======== Data extract ========

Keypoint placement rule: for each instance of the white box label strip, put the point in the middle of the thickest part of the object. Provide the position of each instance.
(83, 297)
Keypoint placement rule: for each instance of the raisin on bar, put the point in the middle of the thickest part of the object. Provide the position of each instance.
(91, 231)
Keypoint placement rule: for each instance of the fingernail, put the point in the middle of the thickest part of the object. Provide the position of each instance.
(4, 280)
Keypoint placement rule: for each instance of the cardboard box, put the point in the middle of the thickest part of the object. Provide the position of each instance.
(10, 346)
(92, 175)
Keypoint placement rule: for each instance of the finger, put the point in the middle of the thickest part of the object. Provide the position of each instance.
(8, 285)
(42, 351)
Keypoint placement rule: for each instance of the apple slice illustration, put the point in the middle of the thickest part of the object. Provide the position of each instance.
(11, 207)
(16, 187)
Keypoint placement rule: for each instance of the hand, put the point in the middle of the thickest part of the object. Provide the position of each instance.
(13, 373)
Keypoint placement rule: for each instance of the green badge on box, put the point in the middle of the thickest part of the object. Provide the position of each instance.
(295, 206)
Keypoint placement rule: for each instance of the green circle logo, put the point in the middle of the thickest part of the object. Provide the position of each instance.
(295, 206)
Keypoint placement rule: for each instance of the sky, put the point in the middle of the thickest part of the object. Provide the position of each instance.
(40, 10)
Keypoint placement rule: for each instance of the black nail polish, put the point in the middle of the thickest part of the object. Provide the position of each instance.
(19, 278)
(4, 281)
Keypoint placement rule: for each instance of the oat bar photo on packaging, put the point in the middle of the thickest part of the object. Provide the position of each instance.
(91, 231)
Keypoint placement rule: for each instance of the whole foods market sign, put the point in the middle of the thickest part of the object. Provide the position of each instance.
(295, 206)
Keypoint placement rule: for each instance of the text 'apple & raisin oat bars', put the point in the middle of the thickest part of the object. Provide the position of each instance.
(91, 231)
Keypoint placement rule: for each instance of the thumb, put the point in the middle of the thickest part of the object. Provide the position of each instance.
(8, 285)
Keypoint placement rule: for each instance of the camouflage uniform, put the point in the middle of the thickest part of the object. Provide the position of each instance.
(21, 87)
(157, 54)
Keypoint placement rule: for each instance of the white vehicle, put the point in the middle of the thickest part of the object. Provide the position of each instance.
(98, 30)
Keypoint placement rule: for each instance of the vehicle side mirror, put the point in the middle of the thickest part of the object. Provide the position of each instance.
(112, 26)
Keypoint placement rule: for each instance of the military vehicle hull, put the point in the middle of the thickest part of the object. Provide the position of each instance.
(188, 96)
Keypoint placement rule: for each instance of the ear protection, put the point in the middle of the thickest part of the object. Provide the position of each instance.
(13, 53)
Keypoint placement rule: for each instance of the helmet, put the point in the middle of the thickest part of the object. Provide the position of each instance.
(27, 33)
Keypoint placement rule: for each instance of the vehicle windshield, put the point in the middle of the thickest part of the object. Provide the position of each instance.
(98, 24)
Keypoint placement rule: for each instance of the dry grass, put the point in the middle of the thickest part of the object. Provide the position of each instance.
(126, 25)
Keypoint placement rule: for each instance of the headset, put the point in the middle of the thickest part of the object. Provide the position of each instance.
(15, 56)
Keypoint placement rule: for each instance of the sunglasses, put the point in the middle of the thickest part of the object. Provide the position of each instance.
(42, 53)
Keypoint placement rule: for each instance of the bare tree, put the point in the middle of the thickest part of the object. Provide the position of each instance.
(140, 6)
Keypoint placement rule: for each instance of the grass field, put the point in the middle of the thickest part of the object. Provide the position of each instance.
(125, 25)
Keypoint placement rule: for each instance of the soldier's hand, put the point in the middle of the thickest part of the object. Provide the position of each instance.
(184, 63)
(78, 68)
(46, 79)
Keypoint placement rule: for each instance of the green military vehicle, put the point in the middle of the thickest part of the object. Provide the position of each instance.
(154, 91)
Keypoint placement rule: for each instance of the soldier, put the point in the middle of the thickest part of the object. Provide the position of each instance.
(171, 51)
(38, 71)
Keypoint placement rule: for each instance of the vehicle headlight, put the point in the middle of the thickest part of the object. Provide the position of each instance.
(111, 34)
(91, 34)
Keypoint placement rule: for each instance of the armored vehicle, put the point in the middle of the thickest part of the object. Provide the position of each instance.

========
======== Data extract ========

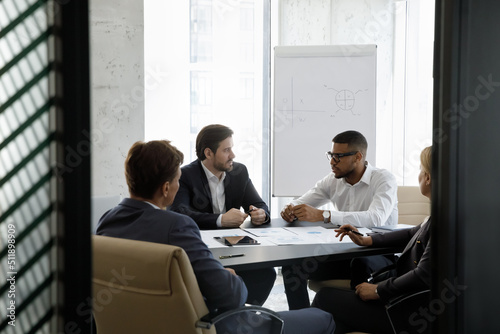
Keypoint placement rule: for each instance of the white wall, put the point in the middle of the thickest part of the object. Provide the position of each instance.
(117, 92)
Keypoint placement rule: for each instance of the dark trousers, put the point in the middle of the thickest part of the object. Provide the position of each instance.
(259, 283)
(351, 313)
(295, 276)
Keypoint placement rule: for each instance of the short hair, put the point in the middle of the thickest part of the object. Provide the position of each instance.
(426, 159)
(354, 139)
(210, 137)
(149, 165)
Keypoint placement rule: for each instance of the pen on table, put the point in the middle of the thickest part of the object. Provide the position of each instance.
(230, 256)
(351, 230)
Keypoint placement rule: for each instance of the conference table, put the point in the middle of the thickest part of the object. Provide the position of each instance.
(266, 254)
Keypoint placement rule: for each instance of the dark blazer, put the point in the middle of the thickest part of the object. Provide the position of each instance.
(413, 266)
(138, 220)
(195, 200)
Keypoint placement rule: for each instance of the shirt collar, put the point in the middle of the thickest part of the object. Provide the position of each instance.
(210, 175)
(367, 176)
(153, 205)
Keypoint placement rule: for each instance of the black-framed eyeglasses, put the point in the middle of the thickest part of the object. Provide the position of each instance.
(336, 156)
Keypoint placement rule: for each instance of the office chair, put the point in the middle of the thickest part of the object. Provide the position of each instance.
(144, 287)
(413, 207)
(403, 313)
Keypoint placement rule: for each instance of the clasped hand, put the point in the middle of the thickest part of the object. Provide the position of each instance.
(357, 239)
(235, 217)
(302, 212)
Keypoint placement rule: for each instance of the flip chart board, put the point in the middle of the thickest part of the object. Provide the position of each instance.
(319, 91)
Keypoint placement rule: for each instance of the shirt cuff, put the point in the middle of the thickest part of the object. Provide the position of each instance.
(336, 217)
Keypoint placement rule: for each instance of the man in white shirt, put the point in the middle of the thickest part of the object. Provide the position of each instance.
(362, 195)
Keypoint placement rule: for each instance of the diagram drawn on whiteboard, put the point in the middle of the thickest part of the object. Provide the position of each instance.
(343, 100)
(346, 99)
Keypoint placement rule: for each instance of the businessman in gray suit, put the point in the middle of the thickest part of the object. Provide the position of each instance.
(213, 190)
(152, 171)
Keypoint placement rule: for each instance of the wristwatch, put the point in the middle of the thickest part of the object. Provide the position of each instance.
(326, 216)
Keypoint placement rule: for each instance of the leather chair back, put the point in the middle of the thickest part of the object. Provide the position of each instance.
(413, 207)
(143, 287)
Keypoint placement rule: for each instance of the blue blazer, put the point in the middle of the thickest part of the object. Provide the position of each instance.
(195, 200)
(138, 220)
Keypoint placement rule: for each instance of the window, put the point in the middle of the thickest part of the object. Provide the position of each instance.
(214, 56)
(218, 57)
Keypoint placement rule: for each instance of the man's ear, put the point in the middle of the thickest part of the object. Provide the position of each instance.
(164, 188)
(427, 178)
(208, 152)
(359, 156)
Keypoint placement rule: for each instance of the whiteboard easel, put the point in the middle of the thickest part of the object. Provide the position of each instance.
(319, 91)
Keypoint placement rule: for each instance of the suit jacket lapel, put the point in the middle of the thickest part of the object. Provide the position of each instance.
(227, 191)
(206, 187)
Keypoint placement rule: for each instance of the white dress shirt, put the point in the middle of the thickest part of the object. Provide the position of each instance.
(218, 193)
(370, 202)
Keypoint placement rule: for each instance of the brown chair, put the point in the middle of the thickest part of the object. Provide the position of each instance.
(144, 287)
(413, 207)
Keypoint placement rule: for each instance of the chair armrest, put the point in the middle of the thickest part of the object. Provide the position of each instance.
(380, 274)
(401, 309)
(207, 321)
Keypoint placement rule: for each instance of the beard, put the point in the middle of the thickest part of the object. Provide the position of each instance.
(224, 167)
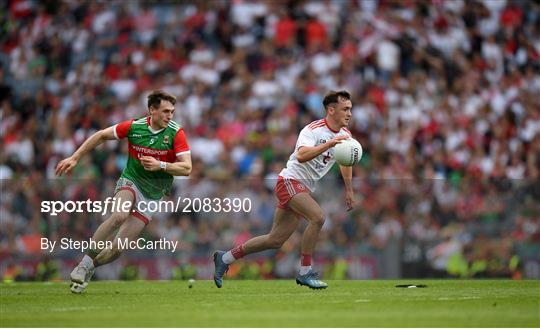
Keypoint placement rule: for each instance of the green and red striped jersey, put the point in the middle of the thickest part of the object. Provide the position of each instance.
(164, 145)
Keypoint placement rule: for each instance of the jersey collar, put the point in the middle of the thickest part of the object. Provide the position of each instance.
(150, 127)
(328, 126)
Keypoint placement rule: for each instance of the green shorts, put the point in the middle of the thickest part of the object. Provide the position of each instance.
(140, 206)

========
======== Data extract ========

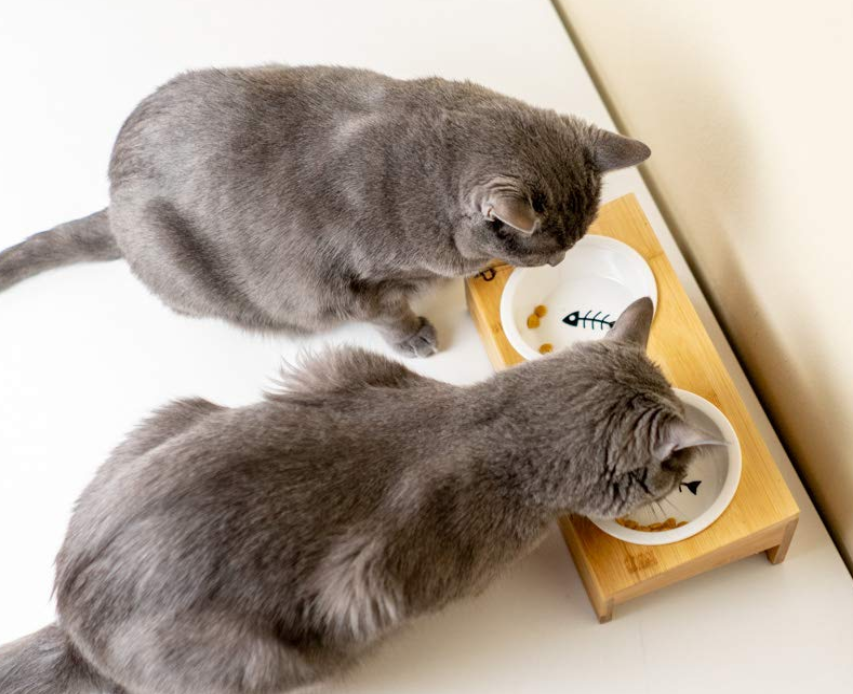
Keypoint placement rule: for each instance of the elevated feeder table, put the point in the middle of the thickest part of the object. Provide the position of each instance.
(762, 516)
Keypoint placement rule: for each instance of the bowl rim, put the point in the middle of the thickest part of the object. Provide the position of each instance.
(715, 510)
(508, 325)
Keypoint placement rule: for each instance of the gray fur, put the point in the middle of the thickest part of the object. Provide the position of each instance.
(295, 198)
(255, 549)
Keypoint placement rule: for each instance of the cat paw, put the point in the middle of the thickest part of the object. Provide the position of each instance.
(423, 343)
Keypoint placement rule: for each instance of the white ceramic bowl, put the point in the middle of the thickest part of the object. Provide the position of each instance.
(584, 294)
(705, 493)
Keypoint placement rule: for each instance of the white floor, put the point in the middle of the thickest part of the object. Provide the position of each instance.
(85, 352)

========

Look above for the line with "the sunglasses, put" and the line with "Keypoint placement rule: for each instance of the armored", and reproduce exactly those two lines plus every line between, nothing more.

Response for this exercise:
Keypoint placement rule: for each instance of the sunglasses, put the point in the middle of the thickest part of the object. Provide the position of each instance.
(42, 53)
Keypoint placement rule: for each instance of the bare tree, put the point in the middle of the thickest part of the object. Provide the position of each instance.
(140, 6)
Keypoint placement rule: for each instance of the grass field, put the point in the middle of the thickest part of the object. Provide the position of each instance.
(125, 25)
Keypoint placement rule: for each instance of the soldier's hand, put the point in the middle of the thickest part of the object. Provide the position of each instance.
(184, 63)
(78, 68)
(46, 79)
Keypoint placement rule: for each instance of the green military vehicle, put the point in the middle of the thickest part of the object. Provide the position of each instance.
(154, 91)
Keypoint placement rule: for each instance of the soldier, put the point in the middle of the thickest part of the object. Provide the position of each instance.
(171, 51)
(38, 71)
Keypoint placement rule: for each instance of the vehicle headlight, put the point in the middle of the thickest part of the object. Provide the position of each instance.
(111, 34)
(91, 34)
Keypoint placement rule: for each instance of the armored vehicle, put the point in the middle of the thickest part of the object. Provide the position of each instance.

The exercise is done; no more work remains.